* _About this task_
Retype every entry word for word.
(Dataset content Opens)
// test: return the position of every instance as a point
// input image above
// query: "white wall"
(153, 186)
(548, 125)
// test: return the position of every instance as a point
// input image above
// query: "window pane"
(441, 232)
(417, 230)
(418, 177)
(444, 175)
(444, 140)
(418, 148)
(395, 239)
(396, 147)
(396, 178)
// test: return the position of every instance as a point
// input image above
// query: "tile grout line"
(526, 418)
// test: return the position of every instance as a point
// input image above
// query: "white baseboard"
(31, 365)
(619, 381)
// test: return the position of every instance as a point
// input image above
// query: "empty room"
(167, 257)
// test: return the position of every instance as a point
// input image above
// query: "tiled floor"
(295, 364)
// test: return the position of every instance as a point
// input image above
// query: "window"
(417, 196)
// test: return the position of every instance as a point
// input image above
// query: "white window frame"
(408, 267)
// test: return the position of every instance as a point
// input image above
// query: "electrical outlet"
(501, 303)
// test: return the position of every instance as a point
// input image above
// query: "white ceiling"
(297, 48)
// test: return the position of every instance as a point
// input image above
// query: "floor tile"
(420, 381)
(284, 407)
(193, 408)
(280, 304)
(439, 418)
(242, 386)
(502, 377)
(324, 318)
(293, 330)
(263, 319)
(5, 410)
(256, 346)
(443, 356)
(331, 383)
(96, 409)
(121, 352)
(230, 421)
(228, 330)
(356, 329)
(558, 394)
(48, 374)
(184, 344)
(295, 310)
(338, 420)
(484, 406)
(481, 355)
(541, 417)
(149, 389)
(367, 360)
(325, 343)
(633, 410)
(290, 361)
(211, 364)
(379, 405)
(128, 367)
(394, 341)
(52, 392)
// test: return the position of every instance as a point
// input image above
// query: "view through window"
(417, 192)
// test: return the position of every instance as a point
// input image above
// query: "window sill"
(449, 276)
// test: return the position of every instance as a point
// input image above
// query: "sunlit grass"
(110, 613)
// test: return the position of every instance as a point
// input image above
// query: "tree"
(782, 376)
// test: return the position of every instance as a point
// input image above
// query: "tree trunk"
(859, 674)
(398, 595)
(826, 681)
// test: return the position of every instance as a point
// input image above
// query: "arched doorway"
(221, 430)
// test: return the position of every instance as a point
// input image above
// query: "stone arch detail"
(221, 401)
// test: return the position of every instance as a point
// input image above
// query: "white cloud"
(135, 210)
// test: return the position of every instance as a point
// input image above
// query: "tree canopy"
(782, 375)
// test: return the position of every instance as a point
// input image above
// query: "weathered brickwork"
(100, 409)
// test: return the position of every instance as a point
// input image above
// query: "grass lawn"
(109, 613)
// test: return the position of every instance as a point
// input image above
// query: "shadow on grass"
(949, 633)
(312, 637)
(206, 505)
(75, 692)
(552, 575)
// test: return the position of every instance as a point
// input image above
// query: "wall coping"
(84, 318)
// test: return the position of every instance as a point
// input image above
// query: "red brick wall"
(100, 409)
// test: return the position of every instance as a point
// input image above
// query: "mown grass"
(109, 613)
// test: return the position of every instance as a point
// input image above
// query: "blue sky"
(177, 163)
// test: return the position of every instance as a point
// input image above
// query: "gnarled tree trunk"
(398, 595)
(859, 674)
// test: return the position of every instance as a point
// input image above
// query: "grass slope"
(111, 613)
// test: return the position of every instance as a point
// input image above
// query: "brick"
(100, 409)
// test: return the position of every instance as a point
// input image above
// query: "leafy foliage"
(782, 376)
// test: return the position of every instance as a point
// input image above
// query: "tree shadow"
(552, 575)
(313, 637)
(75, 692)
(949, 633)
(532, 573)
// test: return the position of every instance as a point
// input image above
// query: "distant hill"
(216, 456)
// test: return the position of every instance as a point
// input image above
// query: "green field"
(Dataset content Closes)
* _Finished task_
// test: return the position of every instance as a point
// input image above
// query: "white wall"
(153, 186)
(548, 125)
// test: return the position of every instance as a point
// input image above
// query: "window pane"
(441, 232)
(417, 230)
(418, 177)
(444, 175)
(444, 140)
(418, 148)
(395, 239)
(396, 147)
(396, 178)
// test: return the position of every instance as a point
// input image above
// query: "tile grout line"
(526, 418)
// test: return the position of every instance as a point
// input image above
// query: "white baseboard"
(31, 365)
(619, 381)
// test: return the position of every instance as a point
// input image above
// query: "empty room"
(167, 257)
// test: return the position of every instance as a point
// input image above
// query: "tiled floor"
(295, 364)
// test: return the position of every instance as a point
// input image above
// query: "window"
(417, 196)
// test: return the position of every instance as a point
// input image above
// query: "white window frame"
(408, 267)
// test: return the position of every instance as a point
// input image above
// query: "electrical outlet"
(501, 303)
// test: return the position of every instance as a point
// input image above
// query: "white ceiling"
(297, 48)
// test: return the position of every instance as a point
// input image above
// query: "floor tile"
(420, 381)
(284, 407)
(193, 408)
(280, 304)
(439, 418)
(242, 386)
(502, 377)
(324, 318)
(293, 330)
(263, 319)
(5, 410)
(256, 346)
(443, 356)
(331, 383)
(96, 409)
(121, 352)
(230, 421)
(228, 330)
(356, 329)
(558, 394)
(48, 374)
(184, 344)
(295, 310)
(338, 420)
(484, 406)
(481, 355)
(541, 417)
(149, 389)
(367, 360)
(325, 343)
(633, 410)
(290, 361)
(211, 364)
(379, 405)
(128, 367)
(394, 341)
(52, 392)
// test: return the position of every instance as a point
// input image above
// query: "view through window"
(417, 192)
// test: return the position of every instance as a point
// input image above
// query: "window sill"
(449, 276)
// test: return the position of every instance as a point
// input image above
// query: "sunlit grass"
(110, 613)
// test: return the position of every instance as a point
// input image above
// query: "tree"
(782, 376)
// test: return the position of every instance as a point
// input image above
// query: "tree trunk"
(859, 674)
(398, 595)
(826, 681)
// test: return the position of every instance as a point
// input image above
// query: "arched doorway"
(221, 430)
// test: return the position of every instance as a point
// input image above
// query: "stone arch detail"
(221, 401)
// test: return the position of every instance as a point
// input image above
// query: "white cloud"
(135, 210)
// test: return the position of every instance as a point
// input image above
// query: "tree canopy"
(782, 375)
// test: return the position of every instance as a point
// input image above
// query: "weathered brickwork"
(100, 409)
// test: return the position of every instance as a point
// input image above
// query: "grass lawn"
(109, 613)
// test: return the position of every instance as a point
// input image above
// query: "shadow on grass"
(949, 633)
(312, 637)
(206, 505)
(75, 692)
(552, 575)
// test: return the position of every instance as a point
// input image above
// query: "wall coping"
(84, 318)
// test: return the position of every instance as a point
// input image above
// query: "red brick wall"
(100, 409)
// test: return the position of every instance as a point
// input image above
// query: "mown grass"
(109, 613)
// test: return the position of every instance as a point
// input image above
// query: "blue sky"
(177, 163)
// test: return the position of every instance as a point
// input image above
// query: "gnarled tree trunk"
(398, 595)
(859, 674)
// test: return the position of every instance as a point
// input image above
// query: "grass slope"
(111, 613)
// test: return the position of every instance as a point
// input image above
// query: "brick"
(100, 409)
// test: return the position of every instance as a point
// input image above
// query: "leafy foliage"
(782, 376)
// test: return the position of every instance as a point
// input image above
// query: "tree shadow"
(552, 575)
(313, 637)
(75, 692)
(949, 633)
(532, 573)
// test: return the position of every instance as a point
// input image above
// query: "distant hill"
(216, 456)
// test: return the position of every instance as a point
// input image above
// query: "green field"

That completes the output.